**** Page
First, I have a similar sense that Greece has a failed economy that I had by midyeaer 2008 that the U.S.housing bust could not be contained. As evidence I present this article from eKathimerini titled General payments freeze takes hold. Please consider reading in full and then coming back to this blog.
Scary.
Before going on to the second, let's remember that Greece has as many people as Illinois and had an economy the size of Wisconsin. It has about as many people as Sweden. A Greek national bankrupty has not been reserved for. Again, my fear from a continent away is that Greece appears to have passed a similar tipping point as the U.S. housing market passed in 2008 once it became clear that the American national economy was in recession. Shortly after that realization dawned, Fannie/Freddie were forced into conservatorship and the jig was up. The banks could no longer pretend that their assets were worth anything close to what they were carrying them on their books at, all foreign investors closed their checkbooks, and the meltdown began. Europe is now in recession, and there are no excess funds anymore readily available to absorb losses from Greek debt.
Second, the Spanish situation is unraveling due to recession. The news today is that having rapidly increased the estimate of their bad bank Bankia's losses from a few billion euros to about 20 billion euros, the government is making more news:
Spain is considering using debt issued by the government or its bank-rescue fund instead of cash into the Bankia group, using a mechanism that would free it from raising the money from investors.
The government hasn’t made a decision on whether to use its debt to recapitalize the nationalized lender and will decide in two or three months, a spokesman for the Economy Ministry, who asked not to be named in line with its policy, said in a phone interview today.
********
*Task list*
**A.** Write out the post on Greece and Spain again from "The government hasn’t" up to and including "phone interview today.", substituting "Finance Ministry" for "Economy Ministry".
**B.** List every place that the post on Greece and Spain compares Greece to in population or economic size.
**C.** Carry on the post on Greece and Spain from its final sentence.
The entries that come after the post on Greece and Spain are separate material with no connection to it.
**** Record extracts
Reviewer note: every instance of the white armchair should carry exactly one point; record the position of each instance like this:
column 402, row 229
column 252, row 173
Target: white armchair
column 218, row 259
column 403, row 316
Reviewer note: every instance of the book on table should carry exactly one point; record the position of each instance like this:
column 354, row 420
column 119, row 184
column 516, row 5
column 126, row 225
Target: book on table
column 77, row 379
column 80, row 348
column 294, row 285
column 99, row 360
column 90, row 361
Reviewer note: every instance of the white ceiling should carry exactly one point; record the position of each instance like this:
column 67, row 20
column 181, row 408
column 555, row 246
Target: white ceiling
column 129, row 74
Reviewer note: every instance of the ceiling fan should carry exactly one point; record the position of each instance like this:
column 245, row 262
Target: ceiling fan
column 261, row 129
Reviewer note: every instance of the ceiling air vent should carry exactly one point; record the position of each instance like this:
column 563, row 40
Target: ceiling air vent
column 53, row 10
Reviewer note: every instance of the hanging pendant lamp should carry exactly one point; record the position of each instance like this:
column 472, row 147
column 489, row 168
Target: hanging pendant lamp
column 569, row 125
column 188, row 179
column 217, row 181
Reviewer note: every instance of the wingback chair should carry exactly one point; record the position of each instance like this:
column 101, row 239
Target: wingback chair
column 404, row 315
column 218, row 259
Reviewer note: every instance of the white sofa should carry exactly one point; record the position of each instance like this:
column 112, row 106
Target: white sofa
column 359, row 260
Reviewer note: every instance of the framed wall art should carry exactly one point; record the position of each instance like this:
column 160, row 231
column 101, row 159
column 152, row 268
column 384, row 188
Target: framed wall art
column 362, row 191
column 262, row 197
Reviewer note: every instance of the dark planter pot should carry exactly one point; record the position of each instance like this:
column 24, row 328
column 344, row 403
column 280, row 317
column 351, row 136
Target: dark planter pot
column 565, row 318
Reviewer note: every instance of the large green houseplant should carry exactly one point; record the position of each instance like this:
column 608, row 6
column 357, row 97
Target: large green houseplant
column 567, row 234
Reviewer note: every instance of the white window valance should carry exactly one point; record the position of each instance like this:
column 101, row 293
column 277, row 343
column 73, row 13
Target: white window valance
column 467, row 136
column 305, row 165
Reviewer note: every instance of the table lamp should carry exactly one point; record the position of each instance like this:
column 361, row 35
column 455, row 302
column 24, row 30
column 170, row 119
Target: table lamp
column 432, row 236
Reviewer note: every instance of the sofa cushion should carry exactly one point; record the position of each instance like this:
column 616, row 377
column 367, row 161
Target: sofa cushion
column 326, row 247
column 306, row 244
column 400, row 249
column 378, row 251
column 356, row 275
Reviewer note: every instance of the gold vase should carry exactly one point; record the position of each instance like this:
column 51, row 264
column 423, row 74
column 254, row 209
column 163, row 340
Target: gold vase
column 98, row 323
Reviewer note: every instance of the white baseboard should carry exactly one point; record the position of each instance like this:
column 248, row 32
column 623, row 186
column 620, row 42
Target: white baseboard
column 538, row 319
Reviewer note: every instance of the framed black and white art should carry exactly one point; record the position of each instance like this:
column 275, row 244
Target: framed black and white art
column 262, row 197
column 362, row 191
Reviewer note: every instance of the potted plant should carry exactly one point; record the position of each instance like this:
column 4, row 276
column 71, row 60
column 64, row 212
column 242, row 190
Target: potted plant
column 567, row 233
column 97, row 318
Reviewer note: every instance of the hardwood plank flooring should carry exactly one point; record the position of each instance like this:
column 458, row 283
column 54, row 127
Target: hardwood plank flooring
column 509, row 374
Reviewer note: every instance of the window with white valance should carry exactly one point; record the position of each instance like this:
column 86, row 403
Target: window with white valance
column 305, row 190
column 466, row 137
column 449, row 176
********
*Written answers*
**A.**
The government hasn’t made a decision on whether to use its debt to recapitalize the nationalized lender and will decide in two or three months, a spokesman for the Finance Ministry, who asked not to be named in line with its policy, said in a phone interview today.

**B.** Illinois, Wisconsin, Sweden

**C.**
This both appears to be a sign of weakness as well as dilatory. No decision for 2-3 months?
Other news from Spain is also negative. Spain is approaching or is on a knife's edge. Again, my point is that general recessionary conditions turn a manageable situation into a crisis, as occurred in the U.S. in 2008. Capital that would have been provided to tide matters over suddenly withdraws.
Now, let's turn to the U.S. stock market, which simply by approaching its 2007 highs has been about the best performer of any major global stock market on a 5-year basis. My take is that the FaceBook IPO really does add to the public's disillusionment with the financial establishment. It is more "in your face" (pun intended) perceived abuse of the public than something seemingly esoteric and relatively unpublicized such as the loss of customer money in the MF Global bankruptcy.
It is not only the quick collapse of the share price back to the level that the IPO was planned to have been done at, namely the low $30s per share. It is not that the insiders increased the number of shares they sold at the $38 price. These things happen. I am thinking that the tipping point for the FB IPO is the credible charge that there was selective disclosure to institutional investors after the S-1 was published that FB's current pace of business was not looking as good as expected makes it difficult for the usual parties to say, well, markets and stocks go up and down. Those who chose to buy at $38 did so. Even assuming, as I do, that nothing illegal occurred, then even so, the charge of selective disclosure makes the FB IPO an easy target for those who want to advise the public that Wall Street exists primarily for its own good and those of its clients. That can easily translate into: sell stocks, who really knows what they are worth?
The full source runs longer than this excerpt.